● **Action item**
Whenever a line in the data below includes the string "rattan", copy it out.

● **Input for this task**
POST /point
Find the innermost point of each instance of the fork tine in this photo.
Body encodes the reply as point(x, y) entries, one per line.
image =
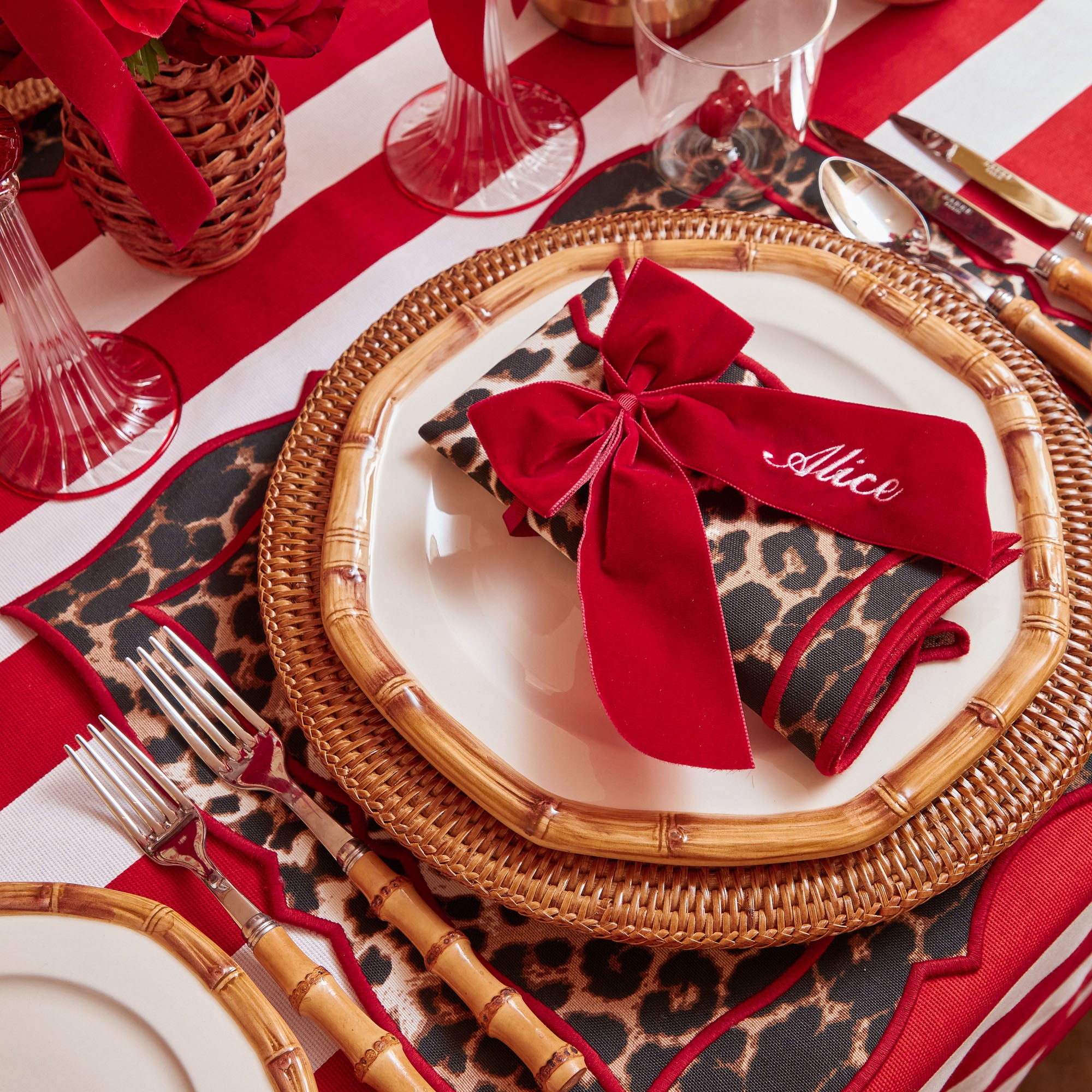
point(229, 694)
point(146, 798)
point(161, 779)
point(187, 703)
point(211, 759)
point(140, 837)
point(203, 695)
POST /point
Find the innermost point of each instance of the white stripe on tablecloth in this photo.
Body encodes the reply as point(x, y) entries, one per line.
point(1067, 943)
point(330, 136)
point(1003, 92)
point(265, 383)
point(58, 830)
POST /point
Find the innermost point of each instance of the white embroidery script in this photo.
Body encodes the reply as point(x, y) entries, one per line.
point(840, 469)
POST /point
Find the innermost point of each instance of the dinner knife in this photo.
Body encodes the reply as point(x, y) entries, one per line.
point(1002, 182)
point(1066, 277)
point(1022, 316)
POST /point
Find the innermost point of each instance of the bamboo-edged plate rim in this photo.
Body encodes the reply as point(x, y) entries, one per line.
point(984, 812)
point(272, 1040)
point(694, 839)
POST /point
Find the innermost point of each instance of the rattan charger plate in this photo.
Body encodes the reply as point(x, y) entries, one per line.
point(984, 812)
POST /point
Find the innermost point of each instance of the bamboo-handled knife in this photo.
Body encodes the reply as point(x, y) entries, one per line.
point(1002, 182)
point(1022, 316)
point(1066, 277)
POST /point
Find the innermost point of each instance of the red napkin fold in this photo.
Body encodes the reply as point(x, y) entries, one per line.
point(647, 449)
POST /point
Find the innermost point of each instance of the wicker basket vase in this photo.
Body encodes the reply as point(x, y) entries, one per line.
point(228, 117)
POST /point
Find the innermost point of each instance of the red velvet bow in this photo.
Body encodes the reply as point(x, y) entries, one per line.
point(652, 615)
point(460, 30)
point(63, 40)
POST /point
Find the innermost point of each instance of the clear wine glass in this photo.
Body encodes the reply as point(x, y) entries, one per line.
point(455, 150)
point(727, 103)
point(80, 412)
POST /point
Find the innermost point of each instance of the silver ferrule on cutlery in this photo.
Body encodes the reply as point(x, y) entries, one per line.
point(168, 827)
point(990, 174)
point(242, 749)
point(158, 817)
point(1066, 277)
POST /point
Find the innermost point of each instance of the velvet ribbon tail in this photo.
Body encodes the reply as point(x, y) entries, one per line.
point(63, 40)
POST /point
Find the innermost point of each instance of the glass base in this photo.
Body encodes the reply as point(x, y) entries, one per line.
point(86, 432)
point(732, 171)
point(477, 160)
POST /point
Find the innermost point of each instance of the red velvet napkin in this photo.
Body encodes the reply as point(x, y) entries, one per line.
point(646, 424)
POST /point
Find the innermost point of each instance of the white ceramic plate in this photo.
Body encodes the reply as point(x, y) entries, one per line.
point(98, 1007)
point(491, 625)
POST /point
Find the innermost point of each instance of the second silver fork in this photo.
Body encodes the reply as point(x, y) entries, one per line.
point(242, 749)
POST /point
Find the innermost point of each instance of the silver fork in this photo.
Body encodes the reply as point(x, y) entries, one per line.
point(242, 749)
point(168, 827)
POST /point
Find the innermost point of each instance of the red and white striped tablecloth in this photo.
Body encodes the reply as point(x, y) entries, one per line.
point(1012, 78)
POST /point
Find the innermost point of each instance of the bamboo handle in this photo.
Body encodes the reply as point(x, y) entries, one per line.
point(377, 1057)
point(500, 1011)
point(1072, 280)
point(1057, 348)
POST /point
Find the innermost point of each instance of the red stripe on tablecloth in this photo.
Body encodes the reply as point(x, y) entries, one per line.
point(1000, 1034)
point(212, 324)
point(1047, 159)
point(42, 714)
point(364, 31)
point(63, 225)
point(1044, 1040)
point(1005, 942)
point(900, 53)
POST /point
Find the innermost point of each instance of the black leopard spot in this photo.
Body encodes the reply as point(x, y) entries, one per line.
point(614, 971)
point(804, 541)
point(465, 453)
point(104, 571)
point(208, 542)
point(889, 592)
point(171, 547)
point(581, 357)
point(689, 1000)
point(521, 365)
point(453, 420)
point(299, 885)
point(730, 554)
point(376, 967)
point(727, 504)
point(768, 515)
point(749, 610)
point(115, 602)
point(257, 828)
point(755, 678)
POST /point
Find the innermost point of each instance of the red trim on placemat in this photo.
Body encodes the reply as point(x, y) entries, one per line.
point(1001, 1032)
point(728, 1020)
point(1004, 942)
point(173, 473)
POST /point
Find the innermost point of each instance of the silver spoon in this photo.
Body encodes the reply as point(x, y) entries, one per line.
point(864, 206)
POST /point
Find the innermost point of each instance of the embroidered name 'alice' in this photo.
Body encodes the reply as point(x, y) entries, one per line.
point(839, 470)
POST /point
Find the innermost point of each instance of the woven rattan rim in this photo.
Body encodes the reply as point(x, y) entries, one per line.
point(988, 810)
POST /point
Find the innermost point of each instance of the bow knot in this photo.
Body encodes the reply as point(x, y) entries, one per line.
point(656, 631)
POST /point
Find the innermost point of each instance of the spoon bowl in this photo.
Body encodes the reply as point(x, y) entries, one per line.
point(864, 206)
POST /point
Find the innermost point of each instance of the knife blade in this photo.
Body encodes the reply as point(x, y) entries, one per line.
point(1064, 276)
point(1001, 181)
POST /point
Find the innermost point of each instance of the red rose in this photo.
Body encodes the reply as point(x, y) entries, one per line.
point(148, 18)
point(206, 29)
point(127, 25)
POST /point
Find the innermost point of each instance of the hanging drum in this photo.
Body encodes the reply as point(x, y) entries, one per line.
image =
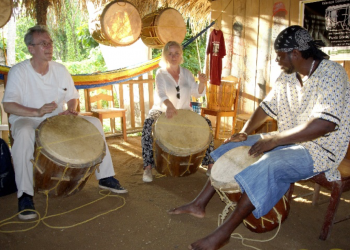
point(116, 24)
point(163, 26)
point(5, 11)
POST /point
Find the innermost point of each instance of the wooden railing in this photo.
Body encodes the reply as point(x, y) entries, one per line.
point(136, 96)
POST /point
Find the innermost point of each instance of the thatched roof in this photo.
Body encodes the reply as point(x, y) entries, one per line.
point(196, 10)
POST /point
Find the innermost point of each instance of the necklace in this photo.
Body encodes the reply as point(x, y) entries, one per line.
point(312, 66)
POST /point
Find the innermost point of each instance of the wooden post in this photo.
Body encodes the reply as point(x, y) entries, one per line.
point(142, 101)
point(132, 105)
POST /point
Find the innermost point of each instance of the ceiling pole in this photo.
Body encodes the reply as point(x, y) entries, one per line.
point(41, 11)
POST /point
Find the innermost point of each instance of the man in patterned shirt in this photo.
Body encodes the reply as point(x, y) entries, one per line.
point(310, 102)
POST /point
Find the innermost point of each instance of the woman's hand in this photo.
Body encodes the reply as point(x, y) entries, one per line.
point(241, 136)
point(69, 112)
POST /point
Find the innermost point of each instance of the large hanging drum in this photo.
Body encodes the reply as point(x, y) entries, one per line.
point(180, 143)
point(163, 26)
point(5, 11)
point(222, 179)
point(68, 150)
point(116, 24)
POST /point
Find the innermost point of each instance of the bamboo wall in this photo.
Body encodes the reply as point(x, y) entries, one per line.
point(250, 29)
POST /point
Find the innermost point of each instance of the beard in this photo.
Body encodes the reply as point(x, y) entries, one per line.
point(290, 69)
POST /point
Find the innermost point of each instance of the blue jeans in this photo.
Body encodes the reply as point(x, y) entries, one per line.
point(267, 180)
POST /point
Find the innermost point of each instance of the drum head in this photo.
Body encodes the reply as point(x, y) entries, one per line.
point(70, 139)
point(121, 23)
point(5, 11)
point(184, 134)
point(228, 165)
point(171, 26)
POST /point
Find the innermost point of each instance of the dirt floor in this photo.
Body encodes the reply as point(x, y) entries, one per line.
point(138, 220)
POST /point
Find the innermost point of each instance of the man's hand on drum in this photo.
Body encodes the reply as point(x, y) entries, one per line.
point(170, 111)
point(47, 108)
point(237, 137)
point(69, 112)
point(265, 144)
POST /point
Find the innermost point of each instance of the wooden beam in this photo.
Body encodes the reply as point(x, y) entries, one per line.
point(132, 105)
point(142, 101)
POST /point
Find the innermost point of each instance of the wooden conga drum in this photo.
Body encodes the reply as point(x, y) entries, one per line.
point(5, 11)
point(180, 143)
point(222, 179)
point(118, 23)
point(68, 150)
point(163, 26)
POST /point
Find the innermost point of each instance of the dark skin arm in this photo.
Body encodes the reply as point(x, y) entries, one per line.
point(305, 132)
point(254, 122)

● **Response below**
Find the innermost point of each instance of the rattan charger plate in this photo.
Find the innermost point of each instance of the woven rattan rim in this photo.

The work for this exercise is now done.